▸ Extract:
• • •

How is eBPF efficient for observability

Photo by Jerin J / Unsplash
Everybody knows eBPF is fast, but how?

The Berkeley Packet Filter (BPF or eBPF) is a virtual machine based on registers, initially designed for filtering network packets, best known for its use in tcpdump. In this post, we learn what is exactly that makes BPF so appealing for a number of use cases.

Introduction

BPF programs are small programs that run in the Linux kernel when events occur. You can think of BPF programs as event driven functions (like AWS Lambda).  BPF has access to a subset of kernel functions and memory. It is designed to be safe, that is poor BPF code won’t crash your kernel.

In the containers world, BPF is increasingly becoming relevant. Its most popular use case is Cilium, which uses eBPF to provide a “sidecarless” service mesh and Pixie, which uses eBPF to collect telemetry data.

Other popular BPF uses are:

  • Debugging and Tracing - trace any syscall or kernel function or any user space program.
  • bpftrace allows users to trace from the Linux command line.
  • Networking - Inspect, filter, manipulate traffic.
  • User space program can attach a filter to any socket and inspect the traffic flowing through it. They can also allow, disallow, redirect packets.
  • Security monitoring and sandboxing
  • BPF programs can detect and report the syscalls occurring on a system.

• • •

▸ Dataset content:

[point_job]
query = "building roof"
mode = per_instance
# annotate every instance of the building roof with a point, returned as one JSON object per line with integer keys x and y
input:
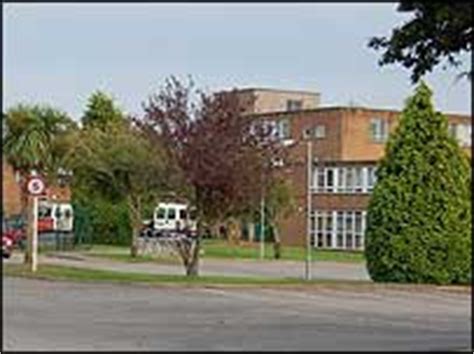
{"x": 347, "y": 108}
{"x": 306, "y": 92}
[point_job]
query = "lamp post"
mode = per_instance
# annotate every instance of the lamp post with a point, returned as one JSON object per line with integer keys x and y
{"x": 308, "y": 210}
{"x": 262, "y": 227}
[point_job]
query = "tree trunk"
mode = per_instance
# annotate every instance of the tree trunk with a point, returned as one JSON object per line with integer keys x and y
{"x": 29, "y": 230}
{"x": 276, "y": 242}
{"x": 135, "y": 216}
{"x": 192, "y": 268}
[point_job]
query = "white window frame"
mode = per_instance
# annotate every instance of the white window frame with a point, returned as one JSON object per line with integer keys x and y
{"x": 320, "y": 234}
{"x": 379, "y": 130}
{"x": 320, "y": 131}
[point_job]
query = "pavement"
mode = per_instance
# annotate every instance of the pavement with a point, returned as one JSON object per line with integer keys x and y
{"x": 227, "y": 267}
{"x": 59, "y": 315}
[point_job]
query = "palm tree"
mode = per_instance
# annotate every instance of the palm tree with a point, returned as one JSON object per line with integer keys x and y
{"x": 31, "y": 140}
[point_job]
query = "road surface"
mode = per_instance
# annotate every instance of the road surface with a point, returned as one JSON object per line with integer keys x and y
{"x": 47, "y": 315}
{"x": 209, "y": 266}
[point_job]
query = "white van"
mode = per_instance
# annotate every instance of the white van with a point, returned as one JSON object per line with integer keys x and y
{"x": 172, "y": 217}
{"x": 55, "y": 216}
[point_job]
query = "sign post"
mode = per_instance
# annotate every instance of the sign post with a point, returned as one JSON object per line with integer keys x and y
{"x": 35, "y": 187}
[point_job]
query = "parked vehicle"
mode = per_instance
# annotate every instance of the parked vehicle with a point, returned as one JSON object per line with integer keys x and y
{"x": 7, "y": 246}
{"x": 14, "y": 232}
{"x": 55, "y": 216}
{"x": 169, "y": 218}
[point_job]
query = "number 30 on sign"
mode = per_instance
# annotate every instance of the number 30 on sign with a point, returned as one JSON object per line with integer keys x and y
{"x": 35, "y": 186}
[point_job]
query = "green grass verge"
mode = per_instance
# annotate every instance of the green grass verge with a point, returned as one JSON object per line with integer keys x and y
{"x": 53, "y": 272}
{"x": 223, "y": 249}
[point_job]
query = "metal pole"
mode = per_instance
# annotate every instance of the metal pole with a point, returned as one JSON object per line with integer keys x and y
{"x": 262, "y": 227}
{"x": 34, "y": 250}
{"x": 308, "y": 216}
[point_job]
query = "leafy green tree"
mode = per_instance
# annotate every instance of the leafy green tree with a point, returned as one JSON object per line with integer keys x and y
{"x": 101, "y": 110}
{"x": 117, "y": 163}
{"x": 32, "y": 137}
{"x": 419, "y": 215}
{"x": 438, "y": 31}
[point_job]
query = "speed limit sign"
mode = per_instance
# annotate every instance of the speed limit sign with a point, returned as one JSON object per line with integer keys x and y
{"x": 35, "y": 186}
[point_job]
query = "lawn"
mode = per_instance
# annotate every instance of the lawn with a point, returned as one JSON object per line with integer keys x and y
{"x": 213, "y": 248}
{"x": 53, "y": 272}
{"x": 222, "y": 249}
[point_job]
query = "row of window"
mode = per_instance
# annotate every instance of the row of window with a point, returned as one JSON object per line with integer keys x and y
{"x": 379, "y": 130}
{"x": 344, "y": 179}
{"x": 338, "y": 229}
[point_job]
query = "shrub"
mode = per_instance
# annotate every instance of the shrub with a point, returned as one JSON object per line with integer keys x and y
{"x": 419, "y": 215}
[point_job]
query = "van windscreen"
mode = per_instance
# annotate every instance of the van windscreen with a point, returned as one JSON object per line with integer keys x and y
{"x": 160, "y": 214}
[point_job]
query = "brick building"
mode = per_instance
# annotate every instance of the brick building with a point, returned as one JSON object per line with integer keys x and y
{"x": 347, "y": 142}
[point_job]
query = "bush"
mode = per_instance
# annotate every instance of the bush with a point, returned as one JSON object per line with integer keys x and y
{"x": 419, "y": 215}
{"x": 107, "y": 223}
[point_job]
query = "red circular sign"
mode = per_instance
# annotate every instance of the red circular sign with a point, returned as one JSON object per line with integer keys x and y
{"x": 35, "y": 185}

• • •

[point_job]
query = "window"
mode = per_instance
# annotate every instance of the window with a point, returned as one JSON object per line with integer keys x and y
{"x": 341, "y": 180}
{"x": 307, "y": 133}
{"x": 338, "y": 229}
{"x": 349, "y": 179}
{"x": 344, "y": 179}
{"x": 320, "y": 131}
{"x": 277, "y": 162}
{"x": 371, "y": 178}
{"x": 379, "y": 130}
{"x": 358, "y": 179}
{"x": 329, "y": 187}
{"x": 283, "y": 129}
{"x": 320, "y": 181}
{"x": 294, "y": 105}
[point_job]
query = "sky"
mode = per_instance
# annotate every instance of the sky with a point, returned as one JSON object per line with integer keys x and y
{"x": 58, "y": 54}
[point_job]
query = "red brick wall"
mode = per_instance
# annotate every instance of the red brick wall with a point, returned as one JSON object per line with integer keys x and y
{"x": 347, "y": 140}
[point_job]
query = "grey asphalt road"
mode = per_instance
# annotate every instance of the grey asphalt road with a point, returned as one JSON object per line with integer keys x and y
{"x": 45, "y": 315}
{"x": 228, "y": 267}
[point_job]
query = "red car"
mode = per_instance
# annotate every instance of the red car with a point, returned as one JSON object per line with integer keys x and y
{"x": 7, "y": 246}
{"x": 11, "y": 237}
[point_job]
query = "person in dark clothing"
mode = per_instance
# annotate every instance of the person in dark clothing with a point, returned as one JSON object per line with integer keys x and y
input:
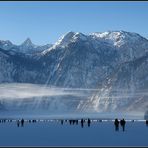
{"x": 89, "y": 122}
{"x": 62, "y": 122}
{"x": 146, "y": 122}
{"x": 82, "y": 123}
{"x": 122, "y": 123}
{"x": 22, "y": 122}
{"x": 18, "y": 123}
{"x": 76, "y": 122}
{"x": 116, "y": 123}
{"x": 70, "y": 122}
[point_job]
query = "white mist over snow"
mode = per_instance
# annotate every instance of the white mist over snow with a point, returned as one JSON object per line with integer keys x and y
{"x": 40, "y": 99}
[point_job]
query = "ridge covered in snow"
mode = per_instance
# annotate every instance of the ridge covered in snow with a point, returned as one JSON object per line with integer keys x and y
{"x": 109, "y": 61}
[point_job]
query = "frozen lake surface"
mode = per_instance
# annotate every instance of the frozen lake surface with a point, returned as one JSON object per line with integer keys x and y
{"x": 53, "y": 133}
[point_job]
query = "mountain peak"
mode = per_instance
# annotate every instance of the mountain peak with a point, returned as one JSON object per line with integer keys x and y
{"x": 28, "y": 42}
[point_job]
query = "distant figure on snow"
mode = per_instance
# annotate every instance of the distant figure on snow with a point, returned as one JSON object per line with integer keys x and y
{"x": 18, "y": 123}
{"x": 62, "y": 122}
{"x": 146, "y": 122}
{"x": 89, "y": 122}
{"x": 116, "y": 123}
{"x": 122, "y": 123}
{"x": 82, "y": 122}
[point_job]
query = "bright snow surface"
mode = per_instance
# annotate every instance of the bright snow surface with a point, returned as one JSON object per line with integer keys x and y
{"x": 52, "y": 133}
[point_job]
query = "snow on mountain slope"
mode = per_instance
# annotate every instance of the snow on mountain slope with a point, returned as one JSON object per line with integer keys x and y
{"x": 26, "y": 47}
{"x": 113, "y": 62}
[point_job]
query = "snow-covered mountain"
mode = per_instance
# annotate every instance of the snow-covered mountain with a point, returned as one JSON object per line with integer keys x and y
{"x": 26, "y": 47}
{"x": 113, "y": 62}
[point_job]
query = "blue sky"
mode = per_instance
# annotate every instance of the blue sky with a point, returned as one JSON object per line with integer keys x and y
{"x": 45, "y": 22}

• • •

▸ Exercise task 1: List every program or project that the eBPF article names as using BPF or eBPF.
▸ Exercise task 2: Retype the passage of the eBPF article between "The Berkeley Packet" and "crash your kernel.", inclusive.

▸ Task solution 1: tcpdump, Cilium, Pixie, bpftrace

▸ Task solution 2:
The Berkeley Packet Filter (BPF or eBPF) is a virtual machine based on registers, initially designed for filtering network packets, best known for its use in tcpdump. In this post, we learn what is exactly that makes BPF so appealing for a number of use cases.

Introduction

BPF programs are small programs that run in the Linux kernel when events occur. You can think of BPF programs as event driven functions (like AWS Lambda).  BPF has access to a subset of kernel functions and memory. It is designed to be safe, that is poor BPF code won’t crash your kernel.